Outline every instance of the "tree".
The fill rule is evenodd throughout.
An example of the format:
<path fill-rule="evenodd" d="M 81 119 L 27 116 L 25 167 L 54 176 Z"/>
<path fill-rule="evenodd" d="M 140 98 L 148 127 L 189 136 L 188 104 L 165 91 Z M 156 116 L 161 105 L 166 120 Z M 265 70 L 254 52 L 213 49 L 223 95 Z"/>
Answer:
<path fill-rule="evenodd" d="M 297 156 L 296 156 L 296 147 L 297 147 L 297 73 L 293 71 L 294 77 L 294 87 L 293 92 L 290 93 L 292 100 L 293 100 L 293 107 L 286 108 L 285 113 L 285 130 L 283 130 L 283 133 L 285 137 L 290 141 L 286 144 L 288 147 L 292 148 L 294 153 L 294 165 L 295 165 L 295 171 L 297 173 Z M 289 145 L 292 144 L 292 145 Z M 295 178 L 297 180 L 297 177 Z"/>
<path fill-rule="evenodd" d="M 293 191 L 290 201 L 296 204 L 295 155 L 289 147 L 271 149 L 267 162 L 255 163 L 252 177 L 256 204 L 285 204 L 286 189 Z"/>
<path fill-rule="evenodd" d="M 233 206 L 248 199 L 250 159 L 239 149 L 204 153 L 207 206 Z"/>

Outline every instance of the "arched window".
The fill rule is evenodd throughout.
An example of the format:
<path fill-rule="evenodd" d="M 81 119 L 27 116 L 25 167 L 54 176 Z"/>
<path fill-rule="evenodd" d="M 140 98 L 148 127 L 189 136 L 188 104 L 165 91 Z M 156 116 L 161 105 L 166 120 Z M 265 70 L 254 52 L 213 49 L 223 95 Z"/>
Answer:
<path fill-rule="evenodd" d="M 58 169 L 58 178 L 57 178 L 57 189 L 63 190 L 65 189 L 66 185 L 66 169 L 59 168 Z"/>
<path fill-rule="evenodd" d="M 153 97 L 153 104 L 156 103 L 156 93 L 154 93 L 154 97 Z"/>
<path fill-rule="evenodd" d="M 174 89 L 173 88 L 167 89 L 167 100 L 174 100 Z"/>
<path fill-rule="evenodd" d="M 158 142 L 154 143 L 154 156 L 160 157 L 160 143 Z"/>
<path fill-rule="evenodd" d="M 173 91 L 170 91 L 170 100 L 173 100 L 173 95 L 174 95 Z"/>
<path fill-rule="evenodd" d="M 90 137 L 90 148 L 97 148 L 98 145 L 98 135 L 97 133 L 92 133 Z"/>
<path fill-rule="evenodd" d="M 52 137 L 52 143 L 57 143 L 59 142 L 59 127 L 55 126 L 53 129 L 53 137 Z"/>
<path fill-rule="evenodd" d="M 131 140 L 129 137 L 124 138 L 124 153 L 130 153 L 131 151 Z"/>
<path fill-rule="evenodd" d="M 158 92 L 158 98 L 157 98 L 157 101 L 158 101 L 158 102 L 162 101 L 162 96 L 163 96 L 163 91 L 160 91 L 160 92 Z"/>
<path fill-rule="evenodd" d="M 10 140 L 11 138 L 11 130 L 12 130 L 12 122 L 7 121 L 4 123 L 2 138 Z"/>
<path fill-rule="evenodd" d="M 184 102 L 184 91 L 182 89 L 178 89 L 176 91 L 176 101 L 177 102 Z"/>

▬▬▬▬▬▬

• Set task:
Present every line of the material above as a Markdown table with the columns Row and Line, numbering each row and omitting blank lines.

• Task output:
| Row | Line |
|---|---|
| 1 | Outline every instance of the "tree". |
| 2 | The fill rule is evenodd throughout. |
| 3 | An example of the format: |
| 4 | <path fill-rule="evenodd" d="M 81 119 L 27 116 L 25 167 L 54 176 Z"/> |
| 5 | <path fill-rule="evenodd" d="M 140 98 L 148 127 L 189 136 L 188 104 L 165 91 Z M 156 116 L 161 105 L 166 120 Z M 265 70 L 254 52 L 213 49 L 223 95 Z"/> |
| 6 | Answer: |
| 7 | <path fill-rule="evenodd" d="M 297 156 L 296 156 L 296 147 L 297 147 L 297 73 L 293 71 L 294 77 L 294 87 L 293 92 L 290 93 L 292 100 L 293 100 L 293 107 L 286 108 L 285 113 L 285 130 L 283 130 L 283 133 L 285 137 L 290 141 L 286 144 L 288 147 L 292 148 L 294 153 L 294 165 L 295 165 L 295 171 L 297 173 Z M 289 145 L 292 144 L 292 145 Z M 295 178 L 297 180 L 297 177 Z"/> |
| 8 | <path fill-rule="evenodd" d="M 293 191 L 290 201 L 296 204 L 295 155 L 289 147 L 271 149 L 267 162 L 255 163 L 252 177 L 256 204 L 285 204 L 286 189 Z"/> |
| 9 | <path fill-rule="evenodd" d="M 233 206 L 248 199 L 250 159 L 239 149 L 204 153 L 207 206 Z"/> |
| 10 | Outline every instance of the "arched window". |
| 11 | The fill rule is evenodd throughout. |
| 12 | An example of the format: |
| 13 | <path fill-rule="evenodd" d="M 81 119 L 27 116 L 25 167 L 54 176 Z"/> |
| 14 | <path fill-rule="evenodd" d="M 140 98 L 148 127 L 189 136 L 188 104 L 165 91 Z M 156 116 L 161 105 L 166 120 Z M 265 70 L 254 52 L 213 49 L 223 95 Z"/> |
| 15 | Answer: |
| 16 | <path fill-rule="evenodd" d="M 58 169 L 58 178 L 57 178 L 57 189 L 63 190 L 65 189 L 66 185 L 66 169 L 59 168 Z"/> |
| 17 | <path fill-rule="evenodd" d="M 153 97 L 153 104 L 156 103 L 156 93 L 154 93 L 154 97 Z"/> |
| 18 | <path fill-rule="evenodd" d="M 174 89 L 173 88 L 167 89 L 167 100 L 174 100 Z"/> |
| 19 | <path fill-rule="evenodd" d="M 158 142 L 154 143 L 154 156 L 160 157 L 160 143 Z"/> |
| 20 | <path fill-rule="evenodd" d="M 173 91 L 170 91 L 170 100 L 173 100 L 173 95 L 174 95 Z"/> |
| 21 | <path fill-rule="evenodd" d="M 90 137 L 90 148 L 97 148 L 98 145 L 98 135 L 97 133 L 92 133 Z"/> |
| 22 | <path fill-rule="evenodd" d="M 52 137 L 52 143 L 57 143 L 59 142 L 59 127 L 55 126 L 53 129 L 53 137 Z"/> |
| 23 | <path fill-rule="evenodd" d="M 131 140 L 129 137 L 124 138 L 124 153 L 130 153 L 131 151 Z"/> |
| 24 | <path fill-rule="evenodd" d="M 158 92 L 158 98 L 157 98 L 157 101 L 158 101 L 158 102 L 162 101 L 162 96 L 163 96 L 163 91 L 160 91 L 160 92 Z"/> |
| 25 | <path fill-rule="evenodd" d="M 10 140 L 11 138 L 11 130 L 12 130 L 12 122 L 7 121 L 4 123 L 2 138 Z"/> |
| 26 | <path fill-rule="evenodd" d="M 184 102 L 184 91 L 182 89 L 178 89 L 176 91 L 176 101 L 177 102 Z"/> |